» What you should do: List in full each line of the items below that contains the string "hair". Case counts.

((

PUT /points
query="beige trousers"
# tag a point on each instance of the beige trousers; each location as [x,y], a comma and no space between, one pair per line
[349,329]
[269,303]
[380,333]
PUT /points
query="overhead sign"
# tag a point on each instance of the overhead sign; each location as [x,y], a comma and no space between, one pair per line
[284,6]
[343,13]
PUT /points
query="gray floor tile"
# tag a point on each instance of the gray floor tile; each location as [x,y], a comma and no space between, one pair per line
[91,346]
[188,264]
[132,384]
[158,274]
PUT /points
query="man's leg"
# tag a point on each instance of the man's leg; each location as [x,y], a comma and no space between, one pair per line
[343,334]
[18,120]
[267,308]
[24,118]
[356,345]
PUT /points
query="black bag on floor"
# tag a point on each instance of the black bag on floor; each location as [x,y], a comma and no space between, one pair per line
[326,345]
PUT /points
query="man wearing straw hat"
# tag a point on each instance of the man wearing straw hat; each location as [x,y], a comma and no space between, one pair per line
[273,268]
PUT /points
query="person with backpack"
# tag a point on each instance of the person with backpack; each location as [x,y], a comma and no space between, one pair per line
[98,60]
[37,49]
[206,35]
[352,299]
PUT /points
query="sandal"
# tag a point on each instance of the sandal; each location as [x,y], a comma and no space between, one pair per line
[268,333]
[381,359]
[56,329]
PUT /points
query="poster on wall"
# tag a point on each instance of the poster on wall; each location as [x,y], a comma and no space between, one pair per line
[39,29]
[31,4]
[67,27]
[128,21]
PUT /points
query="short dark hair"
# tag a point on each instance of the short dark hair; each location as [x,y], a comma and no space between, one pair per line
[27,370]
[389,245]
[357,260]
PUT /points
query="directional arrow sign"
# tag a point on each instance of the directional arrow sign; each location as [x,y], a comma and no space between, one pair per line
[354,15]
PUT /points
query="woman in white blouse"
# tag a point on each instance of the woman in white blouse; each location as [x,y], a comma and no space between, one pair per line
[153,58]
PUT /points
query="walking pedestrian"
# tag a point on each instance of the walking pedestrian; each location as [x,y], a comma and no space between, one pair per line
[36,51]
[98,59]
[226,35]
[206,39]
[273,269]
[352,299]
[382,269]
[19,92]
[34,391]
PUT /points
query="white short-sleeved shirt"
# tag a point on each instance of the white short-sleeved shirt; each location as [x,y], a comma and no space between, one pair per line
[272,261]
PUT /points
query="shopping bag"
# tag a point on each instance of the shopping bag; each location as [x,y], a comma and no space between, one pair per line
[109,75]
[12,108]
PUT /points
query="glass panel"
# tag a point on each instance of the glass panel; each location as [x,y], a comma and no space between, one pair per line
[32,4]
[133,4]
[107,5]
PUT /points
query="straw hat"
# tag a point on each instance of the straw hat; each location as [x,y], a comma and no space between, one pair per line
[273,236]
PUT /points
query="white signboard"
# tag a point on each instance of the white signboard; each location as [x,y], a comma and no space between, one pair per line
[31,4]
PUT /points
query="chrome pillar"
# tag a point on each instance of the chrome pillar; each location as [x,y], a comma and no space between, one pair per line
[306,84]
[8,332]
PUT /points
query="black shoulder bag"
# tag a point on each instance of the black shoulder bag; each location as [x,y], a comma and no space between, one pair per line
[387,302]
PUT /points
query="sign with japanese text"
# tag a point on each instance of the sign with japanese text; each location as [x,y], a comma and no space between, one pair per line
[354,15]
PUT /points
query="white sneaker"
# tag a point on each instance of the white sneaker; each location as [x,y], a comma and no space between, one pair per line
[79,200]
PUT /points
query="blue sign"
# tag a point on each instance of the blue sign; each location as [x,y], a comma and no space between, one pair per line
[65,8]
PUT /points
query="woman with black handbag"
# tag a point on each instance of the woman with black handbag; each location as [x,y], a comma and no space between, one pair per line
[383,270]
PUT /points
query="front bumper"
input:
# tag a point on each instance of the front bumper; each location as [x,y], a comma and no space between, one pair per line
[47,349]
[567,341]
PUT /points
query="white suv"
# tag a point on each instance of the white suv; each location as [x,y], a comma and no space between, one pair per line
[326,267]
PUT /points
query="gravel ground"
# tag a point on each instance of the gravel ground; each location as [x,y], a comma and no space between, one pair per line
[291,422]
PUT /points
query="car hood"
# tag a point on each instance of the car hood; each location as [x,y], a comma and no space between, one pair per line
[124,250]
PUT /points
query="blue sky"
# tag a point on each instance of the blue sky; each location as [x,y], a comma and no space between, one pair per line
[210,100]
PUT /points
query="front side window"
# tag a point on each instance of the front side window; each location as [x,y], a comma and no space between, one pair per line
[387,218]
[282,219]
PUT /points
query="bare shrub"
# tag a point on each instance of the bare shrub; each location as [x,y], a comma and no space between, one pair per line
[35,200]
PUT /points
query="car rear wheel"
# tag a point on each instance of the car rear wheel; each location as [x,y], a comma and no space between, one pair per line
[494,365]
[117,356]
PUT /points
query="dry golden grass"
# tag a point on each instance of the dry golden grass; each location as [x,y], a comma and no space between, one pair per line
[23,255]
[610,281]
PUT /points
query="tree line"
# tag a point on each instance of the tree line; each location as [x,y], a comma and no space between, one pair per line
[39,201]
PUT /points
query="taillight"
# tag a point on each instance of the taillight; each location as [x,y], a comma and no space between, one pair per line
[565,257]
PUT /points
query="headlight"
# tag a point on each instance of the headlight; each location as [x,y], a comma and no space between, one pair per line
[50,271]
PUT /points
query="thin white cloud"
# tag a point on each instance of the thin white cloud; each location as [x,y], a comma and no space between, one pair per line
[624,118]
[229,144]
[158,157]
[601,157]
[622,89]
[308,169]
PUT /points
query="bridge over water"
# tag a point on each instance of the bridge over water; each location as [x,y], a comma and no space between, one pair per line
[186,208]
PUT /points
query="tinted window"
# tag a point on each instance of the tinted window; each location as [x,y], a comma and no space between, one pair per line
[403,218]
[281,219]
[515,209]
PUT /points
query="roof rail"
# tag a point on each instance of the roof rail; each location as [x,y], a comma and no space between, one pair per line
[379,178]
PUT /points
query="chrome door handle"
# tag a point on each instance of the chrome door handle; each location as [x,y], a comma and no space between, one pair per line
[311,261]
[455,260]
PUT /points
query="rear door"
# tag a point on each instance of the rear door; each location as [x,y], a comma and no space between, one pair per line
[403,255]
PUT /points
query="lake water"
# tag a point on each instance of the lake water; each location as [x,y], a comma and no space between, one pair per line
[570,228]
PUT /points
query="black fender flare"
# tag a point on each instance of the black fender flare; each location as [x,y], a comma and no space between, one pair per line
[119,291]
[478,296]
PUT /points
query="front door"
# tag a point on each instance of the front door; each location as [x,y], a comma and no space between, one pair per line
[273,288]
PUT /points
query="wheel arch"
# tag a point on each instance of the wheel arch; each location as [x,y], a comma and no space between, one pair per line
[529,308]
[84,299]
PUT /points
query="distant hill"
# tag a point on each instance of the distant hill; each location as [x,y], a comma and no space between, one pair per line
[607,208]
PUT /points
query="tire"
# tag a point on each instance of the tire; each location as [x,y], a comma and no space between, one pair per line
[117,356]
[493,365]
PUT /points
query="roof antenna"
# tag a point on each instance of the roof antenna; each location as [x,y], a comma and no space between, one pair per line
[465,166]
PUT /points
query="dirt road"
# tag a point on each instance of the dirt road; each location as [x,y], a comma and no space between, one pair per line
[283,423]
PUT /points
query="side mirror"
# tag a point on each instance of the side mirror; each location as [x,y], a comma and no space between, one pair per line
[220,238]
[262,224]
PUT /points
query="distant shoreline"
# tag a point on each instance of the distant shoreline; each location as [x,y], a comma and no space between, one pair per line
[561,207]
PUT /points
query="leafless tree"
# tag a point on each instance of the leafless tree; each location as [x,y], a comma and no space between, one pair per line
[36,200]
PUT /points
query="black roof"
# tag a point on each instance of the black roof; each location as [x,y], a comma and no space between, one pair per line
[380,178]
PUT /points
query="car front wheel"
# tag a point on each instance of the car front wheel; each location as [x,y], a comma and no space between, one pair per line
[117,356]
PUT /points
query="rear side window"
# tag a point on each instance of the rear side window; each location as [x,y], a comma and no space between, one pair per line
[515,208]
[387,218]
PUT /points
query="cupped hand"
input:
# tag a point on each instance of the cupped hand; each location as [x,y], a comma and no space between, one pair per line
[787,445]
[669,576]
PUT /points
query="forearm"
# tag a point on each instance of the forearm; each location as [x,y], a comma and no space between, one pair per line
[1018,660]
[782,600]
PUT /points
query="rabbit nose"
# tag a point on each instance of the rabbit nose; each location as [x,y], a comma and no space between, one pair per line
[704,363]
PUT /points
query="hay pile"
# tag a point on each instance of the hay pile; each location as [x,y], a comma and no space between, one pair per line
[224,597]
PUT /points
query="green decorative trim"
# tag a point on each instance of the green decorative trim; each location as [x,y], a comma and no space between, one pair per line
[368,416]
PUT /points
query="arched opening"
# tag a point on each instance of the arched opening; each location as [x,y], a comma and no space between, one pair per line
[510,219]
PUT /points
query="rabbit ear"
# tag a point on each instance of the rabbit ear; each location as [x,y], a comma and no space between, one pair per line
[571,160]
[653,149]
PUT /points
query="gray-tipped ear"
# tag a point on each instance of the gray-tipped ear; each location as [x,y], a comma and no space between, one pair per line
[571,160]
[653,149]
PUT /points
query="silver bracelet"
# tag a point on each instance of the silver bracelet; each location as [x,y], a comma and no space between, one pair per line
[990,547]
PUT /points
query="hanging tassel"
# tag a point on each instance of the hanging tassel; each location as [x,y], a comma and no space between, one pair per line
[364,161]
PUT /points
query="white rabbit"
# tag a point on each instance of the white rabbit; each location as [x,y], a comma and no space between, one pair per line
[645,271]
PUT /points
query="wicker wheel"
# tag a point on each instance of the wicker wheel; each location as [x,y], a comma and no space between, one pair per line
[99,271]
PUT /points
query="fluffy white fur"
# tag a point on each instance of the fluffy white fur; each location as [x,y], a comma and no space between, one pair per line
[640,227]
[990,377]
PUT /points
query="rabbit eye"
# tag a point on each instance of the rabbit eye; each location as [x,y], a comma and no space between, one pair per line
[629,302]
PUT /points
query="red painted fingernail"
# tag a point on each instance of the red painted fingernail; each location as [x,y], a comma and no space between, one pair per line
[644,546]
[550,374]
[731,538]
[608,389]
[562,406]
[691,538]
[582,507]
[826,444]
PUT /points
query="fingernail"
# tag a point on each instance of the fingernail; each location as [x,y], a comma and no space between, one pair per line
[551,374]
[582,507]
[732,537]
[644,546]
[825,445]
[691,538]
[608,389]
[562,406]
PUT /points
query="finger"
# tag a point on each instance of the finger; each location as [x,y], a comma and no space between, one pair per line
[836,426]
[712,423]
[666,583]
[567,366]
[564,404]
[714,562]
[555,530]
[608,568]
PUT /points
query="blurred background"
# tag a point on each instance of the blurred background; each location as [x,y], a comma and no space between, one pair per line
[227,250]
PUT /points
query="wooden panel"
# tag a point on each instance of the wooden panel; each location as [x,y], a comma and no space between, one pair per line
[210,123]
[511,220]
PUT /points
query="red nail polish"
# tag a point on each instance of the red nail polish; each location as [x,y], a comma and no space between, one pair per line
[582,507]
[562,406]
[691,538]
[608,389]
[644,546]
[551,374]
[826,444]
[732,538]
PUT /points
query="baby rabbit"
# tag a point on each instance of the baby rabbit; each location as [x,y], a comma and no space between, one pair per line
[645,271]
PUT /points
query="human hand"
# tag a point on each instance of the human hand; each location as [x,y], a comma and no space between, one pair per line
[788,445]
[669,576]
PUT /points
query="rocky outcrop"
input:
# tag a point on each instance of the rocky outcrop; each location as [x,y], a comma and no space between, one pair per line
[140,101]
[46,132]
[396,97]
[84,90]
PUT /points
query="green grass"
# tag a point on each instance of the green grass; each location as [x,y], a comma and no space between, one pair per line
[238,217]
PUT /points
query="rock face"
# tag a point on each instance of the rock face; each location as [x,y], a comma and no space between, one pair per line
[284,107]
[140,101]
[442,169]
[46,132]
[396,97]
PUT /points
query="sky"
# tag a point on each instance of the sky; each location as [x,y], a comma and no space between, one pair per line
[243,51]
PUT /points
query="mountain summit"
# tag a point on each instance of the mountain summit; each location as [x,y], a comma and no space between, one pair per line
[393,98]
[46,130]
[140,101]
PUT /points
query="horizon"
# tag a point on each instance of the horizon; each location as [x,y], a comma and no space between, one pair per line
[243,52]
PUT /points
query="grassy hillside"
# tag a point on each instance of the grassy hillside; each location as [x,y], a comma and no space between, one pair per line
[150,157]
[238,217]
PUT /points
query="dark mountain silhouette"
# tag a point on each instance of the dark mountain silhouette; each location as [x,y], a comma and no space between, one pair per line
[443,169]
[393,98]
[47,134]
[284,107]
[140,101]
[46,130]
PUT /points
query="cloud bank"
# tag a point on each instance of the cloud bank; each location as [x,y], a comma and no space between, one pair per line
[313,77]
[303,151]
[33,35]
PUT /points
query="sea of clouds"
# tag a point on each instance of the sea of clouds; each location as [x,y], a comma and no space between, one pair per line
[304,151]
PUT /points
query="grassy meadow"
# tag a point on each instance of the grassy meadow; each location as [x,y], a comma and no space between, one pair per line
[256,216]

))

» Correct answer:
query="short dark hair"
# tag a point on each instance of the short dark hair; each location as [x,y], a comma and no space between, one pair per line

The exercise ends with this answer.